TEXT SHOWN:
☆ ☆ ☆ ☆

Invest time, not money. Nothing is free, but one of the big temptations is for governments to step into the ubiquitous resource void with capital for either the ventures themselves, or financial incentives for capital providers, or direct funding of space for entrepreneurs. This is to be avoided: better to spend your energy persuading the stakeholders that it is worth their while to make those investments. In Boston, the mayor called on the major real estate developers to set aside a percentage of their developments for entrepreneurship and innovation. This led to the attraction of MassChallenge, the world’s largest startup competition and accelerator, which received a free floor in a new office building. This also led to the allocation of portions of high-end condominium developments to less lucrative, convenient live/work space for entrepreneurs, as well as the 12,000-square-foot Boston Innovation Center. At first, the developers seemed to be appeasing the mayor in exchange for City Hall’s good will in issuing permits. But as they are experiencing for themselves the impact of the Innovation District’s attractiveness and growth on the value of their properties, the investment is seen as enlightened self-interest.

Instead of hard cash, hardwire your calendar for entrepreneurship. Your time is one of the scarcest resources you can invest. Look at your schedule: how do you allocate your 70-hour-plus work week? Even just one hour for entrepreneurship out of the 70 will go a long way. Go to office openings of new ventures, make a congratulatory call to those who raise money, write a thank you note to the entrepreneur who hired a few engineers or a high school summer intern. Invite an entrepreneur for a short chat and a chance to have a photograph with you. Have a monthly breakfast meeting with a different group of entrepreneurs to solicit their ideas for how the city can be better for them. Ask, don’t tell. Celebrate the success.

☆ ☆ ☆ ☆

DATASET EXTRACT:
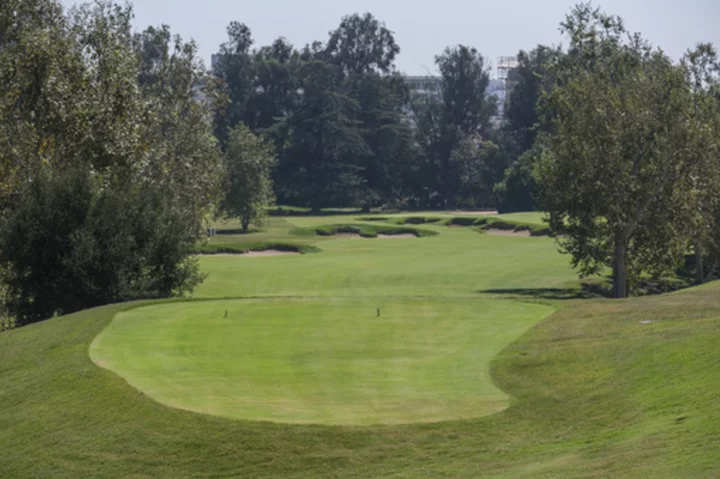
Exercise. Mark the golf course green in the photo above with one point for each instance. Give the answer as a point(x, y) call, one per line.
point(318, 361)
point(485, 361)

☆ ☆ ☆ ☆

AIM OF THE EXERCISE:
Answer these questions from the text on fostering entrepreneurship:
(a) What did MassChallenge receive in a new office building?
(b) How large is the Boston Innovation Center?
(c) How often does the text recommend a breakfast meeting with a different group of entrepreneurs?
The material has no connection to the text on fostering entrepreneurship.

THE SOLUTION:
(a) A free floor.
(b) 12,000 square feet.
(c) Monthly.